## Tarefas a realizar
1. Na notícia sobre a minicimeira de Bruxelas, quem representou Portugal na reunião?
2. Retome a notícia sobre a minicimeira de Bruxelas a partir do ponto em que termina.

## Excerto

"""

Isabel Arriaga e Cunha, Bruxelas, in Jornal Público
Propostas da presidência francesa esbarraram nas críticas de muitos Estados-membros, que as consideram excessivas
A O voluntarismo do Presidente francês, Nicolas Sarkozy, sobre a refundação do sistema financeiro internacional provocou ontem a contestação de vários países da União Europeia (UE), que o acusaram de pretender introduzir uma regulação excessiva dos mercados.
A polémica estalou durante uma minicimeira extraordinária dos líderes dos Vinte e Sete que ontem decorreu em Bruxelas para definir uma posição comum sobre a reforma das regras do sector financeiro a apresentar à cimeira do G20 (os oito países mais ricos do mundo, onze economias emergentes e a UE) que decorre no dia 15, em Washington.
Países como o Reino Unido, República Checa ou Portugal (representado pelo ministro dos Negócios Estrangeiros, Luís Amado, em substituição do primeiro-ministro) contestaram o teor da proposta de mandato para Washington avançada pela presidência francesa da UE, considerando-a "excessivamente limitadora e condicionadora do mercado".
As críticas mais duras partiram do primeiro-ministro sueco, Fredrik Reinfeldt, que chegou a Bruxelas com "várias objecções" ao que considerou a "regulação excessiva" preconizada pelos franceses. Segundo vários diplomatas europeus, Reinfeldt foi particularmente contundente durante as discussões dos líderes, acusando Sarkozy de não ter suficientemente em conta a posição dos seus pares.
As críticas incidiram sobretudo sobre a ideia de que "nenhuma instituição financeira, nenhum segmento de mercado, nenhuma jurisdição deve escapar à regulação ou à supervisão". A discussão gerou uma nova versão que passou a referir que estas instituições, mercados e jurisdições não deverão "escapar a uma regulação proporcionada e adequada, ou pelo menos à vigilância".
Apesar das divergências, os Vinte e Sete aprovaram "uma posição comum bastante detalhada", "uma visão da Europa para a refundação do sistema financeiro" assente na "transparência e regulação dos mercados", afirmou Sarkozy no final. A posição da UE coloca uma pressão considerável sobre os EUA para participarem plenamente na busca de soluções capazes de corrigir as lacunas que tornaram possível a actual crise financeira.
A reunião de Washington "não deve ser uma reunião só para analisar as causas da crise", mas para "definir respostas detalhadas", defendeu Sarkozy, precisando que os Vinte e Sete fixaram um prazo de "100 dias para a realização de uma nova cimeira para analisar as decisões da primeira".

"""

## Material fornecido

"""

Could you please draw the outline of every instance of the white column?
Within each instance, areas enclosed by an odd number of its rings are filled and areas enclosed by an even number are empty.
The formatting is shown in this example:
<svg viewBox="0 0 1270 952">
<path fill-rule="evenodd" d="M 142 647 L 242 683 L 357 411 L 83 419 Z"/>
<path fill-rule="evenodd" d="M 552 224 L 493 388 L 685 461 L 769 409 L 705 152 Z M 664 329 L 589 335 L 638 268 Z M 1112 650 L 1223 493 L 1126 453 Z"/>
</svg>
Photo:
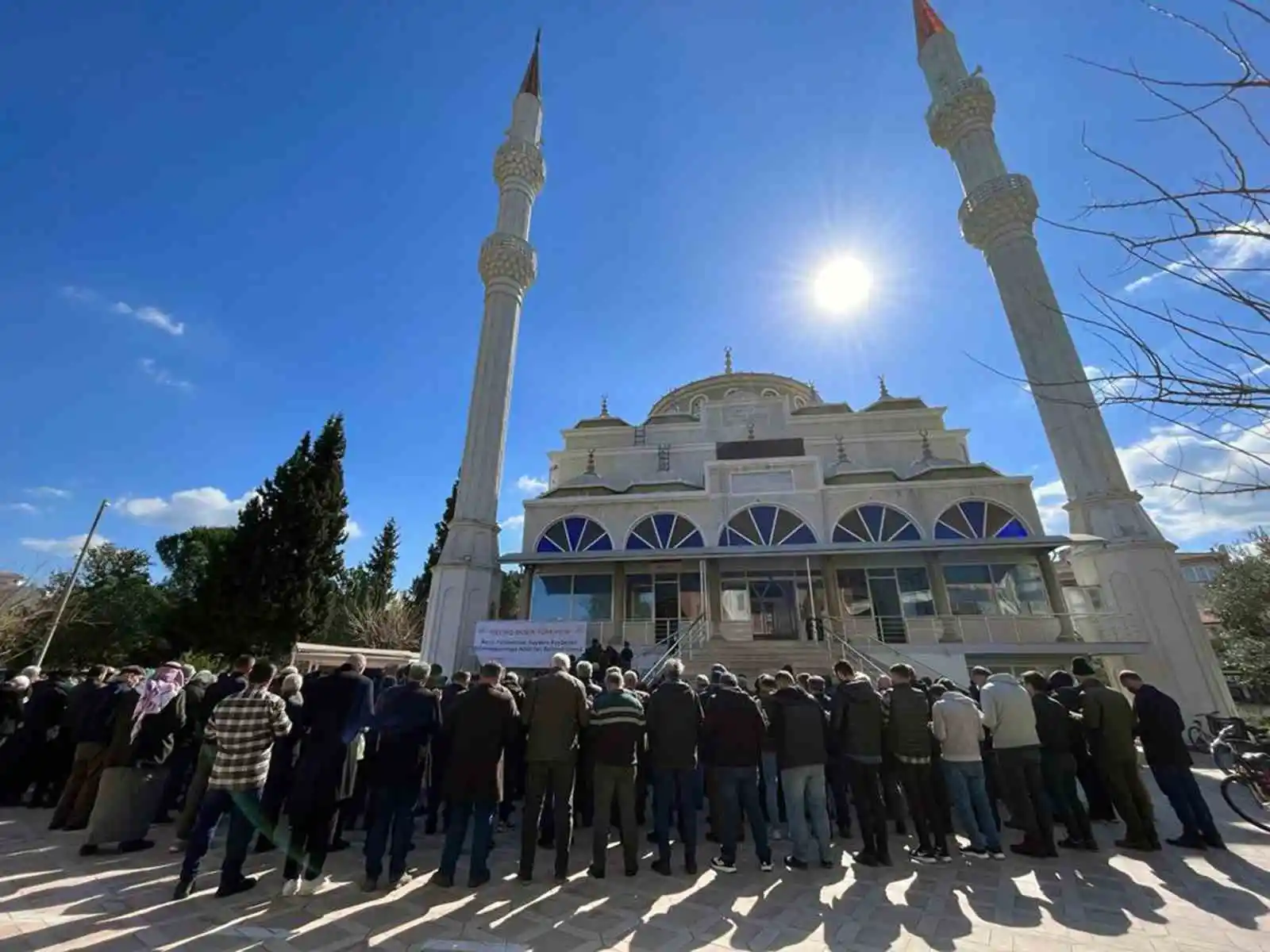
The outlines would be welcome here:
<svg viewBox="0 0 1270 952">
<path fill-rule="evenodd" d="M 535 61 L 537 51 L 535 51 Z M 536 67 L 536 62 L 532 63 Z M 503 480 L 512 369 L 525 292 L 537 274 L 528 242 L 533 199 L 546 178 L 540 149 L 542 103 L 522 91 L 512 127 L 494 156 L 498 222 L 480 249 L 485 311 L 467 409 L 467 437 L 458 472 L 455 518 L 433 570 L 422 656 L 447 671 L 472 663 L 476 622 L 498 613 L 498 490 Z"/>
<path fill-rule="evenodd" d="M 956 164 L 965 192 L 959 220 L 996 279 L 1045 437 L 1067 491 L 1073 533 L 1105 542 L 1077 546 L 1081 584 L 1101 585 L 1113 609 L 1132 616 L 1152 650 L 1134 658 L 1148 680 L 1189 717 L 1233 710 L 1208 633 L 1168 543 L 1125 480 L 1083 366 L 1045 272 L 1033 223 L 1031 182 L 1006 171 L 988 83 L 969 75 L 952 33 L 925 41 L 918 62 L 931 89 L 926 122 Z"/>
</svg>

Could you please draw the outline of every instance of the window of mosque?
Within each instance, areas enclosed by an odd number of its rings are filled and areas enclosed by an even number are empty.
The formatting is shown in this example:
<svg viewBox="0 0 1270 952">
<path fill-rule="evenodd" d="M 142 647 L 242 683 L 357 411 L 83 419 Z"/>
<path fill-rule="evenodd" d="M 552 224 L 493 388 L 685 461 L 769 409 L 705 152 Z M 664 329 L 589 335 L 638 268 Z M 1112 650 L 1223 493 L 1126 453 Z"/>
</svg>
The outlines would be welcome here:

"""

## Resultados esperados
1. O ministro dos Negócios Estrangeiros, Luís Amado, em substituição do primeiro-ministro.

2.
A ser assim, a nova cimeira internacional, a decorrer até ao fim de Fevereiro, já contará com a presença do futuro Presidente americano, Barack Obama, que tomará posse um mês antes e que, segundo Washington, não participará no encontro do dia 15.
Sarkozy critica
Reagindo implicitamente à relutância com que o ainda Presidente americano, George W. Bush, encarou a realização deste primeiro encontro - imposto pelos europeus - e a urgência de adoptar medidas concretas, Sarkozy responsabilizou claramente o modelo de capitalismo anglo-saxónico pelo actual estado de coisas. "A crise é mundial, mas sabemos muito bem de onde partiu. Mesmo se alguns tenderão a esquecer, nós não esqueceremos", afirmou, frisando que "os que sofrem as consequências têm o direito de se sentar à mesa e exigir soluções, e depressa."
De acordo com Mirek Topolanek, primeiro-ministro da República Checa, no entanto, "o mandato dado a Sarkozy é muito vasto, depois de termos constatado que temos opiniões diferentes sobre a forma como essas coisas devem ser resolvidas". "Pusemo-nos de acordo em que é preciso fazer qualquer coisa, mas muitos disseram que devemos primeiro identificar as causas da crise", acrescentou.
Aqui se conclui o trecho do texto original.